Brief. Word for word, repeat the lines of the records from the one containing "town, one line per instance." through the last line, both included.

(Entries taken from a collection)
---+---
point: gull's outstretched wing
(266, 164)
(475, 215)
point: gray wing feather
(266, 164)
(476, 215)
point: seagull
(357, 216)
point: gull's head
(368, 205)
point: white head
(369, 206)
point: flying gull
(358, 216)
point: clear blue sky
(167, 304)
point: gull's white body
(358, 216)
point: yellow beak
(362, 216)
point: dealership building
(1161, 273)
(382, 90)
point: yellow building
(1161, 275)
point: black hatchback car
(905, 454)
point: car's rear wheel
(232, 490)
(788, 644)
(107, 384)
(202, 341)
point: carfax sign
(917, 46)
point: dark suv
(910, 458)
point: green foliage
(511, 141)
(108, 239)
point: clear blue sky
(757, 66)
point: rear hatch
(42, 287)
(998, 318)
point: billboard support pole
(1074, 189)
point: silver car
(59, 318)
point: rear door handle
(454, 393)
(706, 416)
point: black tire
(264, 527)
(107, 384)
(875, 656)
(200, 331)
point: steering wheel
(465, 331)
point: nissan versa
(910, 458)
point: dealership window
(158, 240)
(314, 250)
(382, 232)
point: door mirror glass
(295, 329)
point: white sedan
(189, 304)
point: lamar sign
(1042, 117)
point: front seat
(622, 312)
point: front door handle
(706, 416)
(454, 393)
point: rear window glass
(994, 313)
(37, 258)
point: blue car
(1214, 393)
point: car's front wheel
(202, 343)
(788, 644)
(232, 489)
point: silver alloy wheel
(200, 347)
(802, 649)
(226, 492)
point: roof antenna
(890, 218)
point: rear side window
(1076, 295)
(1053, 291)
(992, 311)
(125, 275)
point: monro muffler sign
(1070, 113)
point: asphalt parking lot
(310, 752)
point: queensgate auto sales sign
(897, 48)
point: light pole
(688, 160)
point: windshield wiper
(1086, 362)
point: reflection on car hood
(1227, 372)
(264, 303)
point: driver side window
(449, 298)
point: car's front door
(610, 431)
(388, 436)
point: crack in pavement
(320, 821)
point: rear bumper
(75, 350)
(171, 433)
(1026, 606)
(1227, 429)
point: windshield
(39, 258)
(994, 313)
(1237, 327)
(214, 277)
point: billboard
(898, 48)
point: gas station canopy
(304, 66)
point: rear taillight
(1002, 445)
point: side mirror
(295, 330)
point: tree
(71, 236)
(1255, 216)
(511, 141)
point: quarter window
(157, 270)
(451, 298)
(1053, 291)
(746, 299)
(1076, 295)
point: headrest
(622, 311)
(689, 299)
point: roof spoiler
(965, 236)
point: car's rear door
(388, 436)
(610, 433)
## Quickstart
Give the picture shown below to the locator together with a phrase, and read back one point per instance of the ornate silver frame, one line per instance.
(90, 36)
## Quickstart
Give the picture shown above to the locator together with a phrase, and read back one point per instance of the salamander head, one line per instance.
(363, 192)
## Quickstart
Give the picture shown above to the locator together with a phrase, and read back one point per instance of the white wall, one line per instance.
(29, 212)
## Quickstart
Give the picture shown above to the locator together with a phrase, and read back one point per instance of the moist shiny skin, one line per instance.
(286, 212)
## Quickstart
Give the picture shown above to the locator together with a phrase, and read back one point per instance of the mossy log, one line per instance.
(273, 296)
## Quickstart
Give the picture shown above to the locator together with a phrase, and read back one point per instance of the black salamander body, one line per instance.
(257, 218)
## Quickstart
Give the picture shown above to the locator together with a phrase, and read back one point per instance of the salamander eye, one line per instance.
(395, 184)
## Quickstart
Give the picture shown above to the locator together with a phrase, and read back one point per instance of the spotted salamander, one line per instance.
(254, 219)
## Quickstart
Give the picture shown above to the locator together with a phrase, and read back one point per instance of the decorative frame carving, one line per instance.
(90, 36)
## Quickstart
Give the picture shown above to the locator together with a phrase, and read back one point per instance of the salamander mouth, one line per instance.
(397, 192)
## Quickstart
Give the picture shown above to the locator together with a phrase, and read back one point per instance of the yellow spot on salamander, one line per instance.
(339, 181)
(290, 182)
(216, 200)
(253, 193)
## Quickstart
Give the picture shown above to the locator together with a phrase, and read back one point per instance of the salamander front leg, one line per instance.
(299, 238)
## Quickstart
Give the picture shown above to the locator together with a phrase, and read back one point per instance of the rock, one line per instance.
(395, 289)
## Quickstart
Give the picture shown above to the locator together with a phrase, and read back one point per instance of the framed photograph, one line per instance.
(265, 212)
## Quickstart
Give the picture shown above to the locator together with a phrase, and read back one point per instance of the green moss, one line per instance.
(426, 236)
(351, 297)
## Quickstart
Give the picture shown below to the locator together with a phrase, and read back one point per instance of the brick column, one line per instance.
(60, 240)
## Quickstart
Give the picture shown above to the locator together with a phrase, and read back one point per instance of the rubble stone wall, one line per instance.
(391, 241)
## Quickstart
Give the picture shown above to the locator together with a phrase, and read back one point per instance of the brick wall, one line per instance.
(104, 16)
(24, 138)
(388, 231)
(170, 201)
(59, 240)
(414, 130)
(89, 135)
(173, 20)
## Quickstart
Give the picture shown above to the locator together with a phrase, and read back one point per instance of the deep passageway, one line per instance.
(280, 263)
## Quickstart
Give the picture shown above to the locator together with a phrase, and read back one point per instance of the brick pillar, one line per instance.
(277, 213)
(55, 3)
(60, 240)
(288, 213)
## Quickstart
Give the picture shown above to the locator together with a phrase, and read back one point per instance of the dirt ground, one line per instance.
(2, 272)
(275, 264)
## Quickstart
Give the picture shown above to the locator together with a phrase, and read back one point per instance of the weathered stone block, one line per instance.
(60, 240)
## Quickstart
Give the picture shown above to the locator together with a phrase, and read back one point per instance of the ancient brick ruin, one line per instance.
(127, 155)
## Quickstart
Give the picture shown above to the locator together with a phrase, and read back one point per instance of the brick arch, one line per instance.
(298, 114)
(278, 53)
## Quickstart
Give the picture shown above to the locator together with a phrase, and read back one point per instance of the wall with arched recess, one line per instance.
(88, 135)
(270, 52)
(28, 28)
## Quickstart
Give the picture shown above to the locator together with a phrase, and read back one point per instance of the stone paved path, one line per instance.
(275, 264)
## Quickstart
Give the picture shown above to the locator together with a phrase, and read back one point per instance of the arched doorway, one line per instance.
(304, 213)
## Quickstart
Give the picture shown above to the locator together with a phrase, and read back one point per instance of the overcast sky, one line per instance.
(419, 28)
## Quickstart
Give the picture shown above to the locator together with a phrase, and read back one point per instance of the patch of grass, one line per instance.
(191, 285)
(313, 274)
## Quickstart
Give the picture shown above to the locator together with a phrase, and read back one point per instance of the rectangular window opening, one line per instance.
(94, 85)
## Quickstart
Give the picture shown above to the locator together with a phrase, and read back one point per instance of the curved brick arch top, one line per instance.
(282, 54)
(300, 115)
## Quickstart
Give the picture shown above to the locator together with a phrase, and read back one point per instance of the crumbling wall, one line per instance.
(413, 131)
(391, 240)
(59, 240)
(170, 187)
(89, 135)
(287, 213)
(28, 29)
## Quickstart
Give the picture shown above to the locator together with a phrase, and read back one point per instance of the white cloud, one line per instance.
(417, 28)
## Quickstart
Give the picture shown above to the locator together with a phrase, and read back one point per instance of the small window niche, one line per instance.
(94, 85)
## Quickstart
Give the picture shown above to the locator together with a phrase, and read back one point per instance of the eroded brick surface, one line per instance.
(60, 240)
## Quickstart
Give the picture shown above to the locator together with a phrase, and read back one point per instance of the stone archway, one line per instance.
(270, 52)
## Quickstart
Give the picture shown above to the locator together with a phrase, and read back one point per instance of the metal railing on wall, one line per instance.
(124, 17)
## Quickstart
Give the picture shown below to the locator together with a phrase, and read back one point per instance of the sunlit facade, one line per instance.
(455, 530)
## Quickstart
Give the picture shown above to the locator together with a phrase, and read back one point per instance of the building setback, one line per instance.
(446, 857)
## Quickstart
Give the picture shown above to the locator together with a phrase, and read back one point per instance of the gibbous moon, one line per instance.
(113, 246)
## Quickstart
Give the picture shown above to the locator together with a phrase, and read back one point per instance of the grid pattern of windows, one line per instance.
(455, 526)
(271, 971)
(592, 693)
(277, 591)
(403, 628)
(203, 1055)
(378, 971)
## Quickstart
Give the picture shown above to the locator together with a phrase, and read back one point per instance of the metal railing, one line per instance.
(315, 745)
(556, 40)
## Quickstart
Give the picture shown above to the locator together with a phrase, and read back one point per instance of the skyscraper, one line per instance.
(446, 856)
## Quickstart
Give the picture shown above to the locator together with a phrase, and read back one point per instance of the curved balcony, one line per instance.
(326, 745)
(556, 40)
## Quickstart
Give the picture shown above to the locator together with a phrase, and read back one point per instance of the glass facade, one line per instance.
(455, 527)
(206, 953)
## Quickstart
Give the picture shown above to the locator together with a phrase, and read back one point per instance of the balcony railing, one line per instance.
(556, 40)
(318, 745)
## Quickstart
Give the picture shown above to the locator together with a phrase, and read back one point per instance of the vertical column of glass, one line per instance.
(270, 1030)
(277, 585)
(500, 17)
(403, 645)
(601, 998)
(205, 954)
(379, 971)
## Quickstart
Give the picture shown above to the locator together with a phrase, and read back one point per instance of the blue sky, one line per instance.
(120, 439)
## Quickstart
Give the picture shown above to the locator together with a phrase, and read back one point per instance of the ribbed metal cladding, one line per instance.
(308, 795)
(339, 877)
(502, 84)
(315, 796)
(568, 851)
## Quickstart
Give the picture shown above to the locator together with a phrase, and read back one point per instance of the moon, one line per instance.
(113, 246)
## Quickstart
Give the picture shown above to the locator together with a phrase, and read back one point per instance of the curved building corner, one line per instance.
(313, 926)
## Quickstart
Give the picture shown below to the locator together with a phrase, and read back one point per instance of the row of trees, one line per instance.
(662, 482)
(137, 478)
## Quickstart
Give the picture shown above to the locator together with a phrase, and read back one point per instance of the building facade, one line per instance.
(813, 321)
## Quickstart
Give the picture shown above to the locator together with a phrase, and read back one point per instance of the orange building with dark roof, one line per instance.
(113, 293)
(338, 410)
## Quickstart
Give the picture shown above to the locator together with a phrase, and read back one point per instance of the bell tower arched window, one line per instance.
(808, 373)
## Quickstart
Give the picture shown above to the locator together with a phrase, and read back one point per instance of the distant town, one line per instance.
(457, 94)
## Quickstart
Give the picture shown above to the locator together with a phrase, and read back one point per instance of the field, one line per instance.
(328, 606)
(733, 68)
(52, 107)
---+---
Written solution.
Give the picture shown above to the locator together with a phrase, and read back one point per instance of the distant town, one line per instance.
(457, 94)
## Quickstart
Give the picture shown above to the locator together with a phrase, and read back one point per instance of the field, one line per instance.
(328, 606)
(733, 68)
(52, 107)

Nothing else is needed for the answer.